• Travail demandé
- 1) Résumez en quelques phrases le paragraphe de l'extrait qui commence par « La manifestation de ce samedi » en conservant ses faits principaux.
- 2) D'après l'extrait, qui rapporte les raids de l'aviation de la coalition saoudienne ?
- 3) Veuillez recopier l'extrait de « La manifestation de » à « la presse yéménite. » en renommant « manifestants » en « protestataires ».

• Extrait du document
------------
Alger pourrait parrainer des pourparlers entre les belligérants de la guerre du Yémen
Une contribution de Houria Aït Kaci – La manifestation imposante – plus d’un million de personnes – samedi dans la capitale Sanaa, a constitué une véritable démonstration de force du peuple yéménite pour signifier au monde son soutien au nouveau Conseil politique suprême, lui conférant ainsi une légitimité populaire. Ce plébiscite ne balaie-t-il pas d’un trait la légitimité de l’ancien président Hadi soutenu par Riyad qui a déclenché une guerre meurtrière contre le Yémen pour le maintenir sur le trône ? Quelles seront les répercussions de cette manifestation populaire sur la poursuite du conflit au Yémen ?
La manifestation de ce samedi, la plus importante qu’ait connue Sanaa dans son histoire, a rassemblé plus d’un million de personnes qui ont déferlé sur la capitale depuis l’aube jusqu’au soir, en provenance de toutes les régions du pays. Les manifestants ont salué la formation du nouveau Conseil suprême politique et ont exprimé leur soutien aux nouveaux dirigeants. Ils ont aussi signifié au monde entier leur volonté «d’émancipation de la tutelle saoudienne» en scandant : «Nous ne nous soumettrons pas !». L’aviation de la coalition saoudienne n’a pas hésité à prendre pour cible les manifestants et lancer plusieurs raids dans le quartier où se déroulait le rassemblement et sur d’autres villes du Yémen, comme à l’accoutumée, rapporte la presse yéménite.
«Nous ne nous soumettrons pas !»
------------
• Enregistrements de données
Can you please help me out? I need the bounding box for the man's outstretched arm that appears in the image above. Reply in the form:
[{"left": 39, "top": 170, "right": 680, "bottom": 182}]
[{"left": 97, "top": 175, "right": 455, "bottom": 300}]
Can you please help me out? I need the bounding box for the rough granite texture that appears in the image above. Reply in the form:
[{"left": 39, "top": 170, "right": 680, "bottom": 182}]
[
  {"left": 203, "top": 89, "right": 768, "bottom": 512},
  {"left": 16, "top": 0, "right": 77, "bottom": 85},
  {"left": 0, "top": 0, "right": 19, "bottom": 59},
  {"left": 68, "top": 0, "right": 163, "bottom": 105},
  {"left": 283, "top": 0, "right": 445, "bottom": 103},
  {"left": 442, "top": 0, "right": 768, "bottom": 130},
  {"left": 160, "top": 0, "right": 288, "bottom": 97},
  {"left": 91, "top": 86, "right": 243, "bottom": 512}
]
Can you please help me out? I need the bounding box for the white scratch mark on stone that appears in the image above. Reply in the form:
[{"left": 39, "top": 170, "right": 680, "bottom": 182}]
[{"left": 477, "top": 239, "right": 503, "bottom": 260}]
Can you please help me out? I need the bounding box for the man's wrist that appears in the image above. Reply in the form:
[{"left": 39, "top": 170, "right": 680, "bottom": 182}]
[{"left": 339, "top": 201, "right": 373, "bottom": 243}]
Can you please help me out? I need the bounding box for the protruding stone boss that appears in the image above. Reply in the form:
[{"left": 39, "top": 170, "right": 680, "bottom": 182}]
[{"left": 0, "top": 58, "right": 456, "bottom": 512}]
------------
• Réponses attendues
- 1) Samedi, plus d'un million de personnes venues de toutes les régions du pays ont manifesté à Sanaa de l'aube au soir. C'est le plus grand rassemblement de l'histoire de la capitale. Les manifestants ont salué la formation du nouveau Conseil suprême politique et soutenu les nouveaux dirigeants. Ils ont aussi affirmé leur volonté de s'émanciper de la tutelle saoudienne en scandant « Nous ne nous soumettrons pas ! ». Selon la presse yéménite, l'aviation de la coalition saoudienne a lancé plusieurs raids sur le quartier du rassemblement et sur d'autres villes du Yémen.

- 2) La presse yéménite.

- 3)
La manifestation de ce samedi, la plus importante qu’ait connue Sanaa dans son histoire, a rassemblé plus d’un million de personnes qui ont déferlé sur la capitale depuis l’aube jusqu’au soir, en provenance de toutes les régions du pays. Les protestataires ont salué la formation du nouveau Conseil suprême politique et ont exprimé leur soutien aux nouveaux dirigeants. Ils ont aussi signifié au monde entier leur volonté «d’émancipation de la tutelle saoudienne» en scandant : «Nous ne nous soumettrons pas !». L’aviation de la coalition saoudienne n’a pas hésité à prendre pour cible les protestataires et lancer plusieurs raids dans le quartier où se déroulait le rassemblement et sur d’autres villes du Yémen, comme à l’accoutumée, rapporte la presse yéménite.